REQUIRED WORK: From the line containing "of the necktie" through the last line of the entries, set down every line exactly and add nothing.

(Saved entries)
*** Block opens ***
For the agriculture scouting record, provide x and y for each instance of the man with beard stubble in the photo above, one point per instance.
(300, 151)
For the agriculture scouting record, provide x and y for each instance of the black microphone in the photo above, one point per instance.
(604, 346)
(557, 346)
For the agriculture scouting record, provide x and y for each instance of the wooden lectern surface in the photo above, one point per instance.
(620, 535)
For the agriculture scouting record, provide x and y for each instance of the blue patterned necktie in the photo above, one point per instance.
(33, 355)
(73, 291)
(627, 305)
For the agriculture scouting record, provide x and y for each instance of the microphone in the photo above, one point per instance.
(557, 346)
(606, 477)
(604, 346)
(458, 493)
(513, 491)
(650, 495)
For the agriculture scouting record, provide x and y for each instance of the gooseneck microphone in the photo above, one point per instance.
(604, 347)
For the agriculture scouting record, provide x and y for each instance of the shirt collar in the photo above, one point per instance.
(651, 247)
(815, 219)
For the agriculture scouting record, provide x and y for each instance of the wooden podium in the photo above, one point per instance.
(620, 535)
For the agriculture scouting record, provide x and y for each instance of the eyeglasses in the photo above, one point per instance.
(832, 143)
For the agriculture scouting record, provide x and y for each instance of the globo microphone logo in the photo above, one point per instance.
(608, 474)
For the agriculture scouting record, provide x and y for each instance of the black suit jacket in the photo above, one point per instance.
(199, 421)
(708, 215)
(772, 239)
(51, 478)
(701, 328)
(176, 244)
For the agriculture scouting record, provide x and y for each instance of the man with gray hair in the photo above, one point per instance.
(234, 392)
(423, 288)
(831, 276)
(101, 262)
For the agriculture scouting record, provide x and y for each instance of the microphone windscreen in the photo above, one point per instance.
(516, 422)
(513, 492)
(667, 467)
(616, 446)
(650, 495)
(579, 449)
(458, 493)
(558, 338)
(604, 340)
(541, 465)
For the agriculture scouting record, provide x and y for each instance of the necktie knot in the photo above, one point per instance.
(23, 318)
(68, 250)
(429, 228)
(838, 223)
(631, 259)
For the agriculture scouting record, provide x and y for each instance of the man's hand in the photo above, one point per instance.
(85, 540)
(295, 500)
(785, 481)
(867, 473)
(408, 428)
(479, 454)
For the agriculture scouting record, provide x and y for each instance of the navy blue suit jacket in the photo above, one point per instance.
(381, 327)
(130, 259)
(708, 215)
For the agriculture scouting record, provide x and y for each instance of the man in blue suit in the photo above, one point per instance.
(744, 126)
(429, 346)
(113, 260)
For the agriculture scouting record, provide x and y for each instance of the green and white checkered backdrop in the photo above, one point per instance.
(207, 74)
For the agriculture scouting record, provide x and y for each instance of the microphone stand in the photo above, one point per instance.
*** Block closes ***
RESPONSE BELOW:
For the agriculture scouting record, provide x and y for each instance of the necktie knot in the photo above, one point per instance.
(23, 318)
(68, 250)
(429, 228)
(838, 223)
(631, 259)
For the agriculture scouting record, provide x and y for each instance of the man's hand in the photo above, one point per instance.
(85, 540)
(295, 500)
(785, 481)
(867, 473)
(408, 428)
(479, 454)
For the agriculture scouting record, provide x and y for each instance of the navy blue suit jacket in the photo above, one point per instance.
(381, 327)
(130, 259)
(708, 215)
For the agriculture scouting record, provide x and y for each instance of the man in blue suit in the photo above, one point per instance.
(744, 126)
(429, 346)
(113, 260)
For the agriculture scouting record, provide x and y for each instance of the green and white checkered backdrop in the photo above, one point per instance.
(207, 74)
For the agriculture scouting record, provide x and y for each instance of the microphone stand in the photo above, one point per instance.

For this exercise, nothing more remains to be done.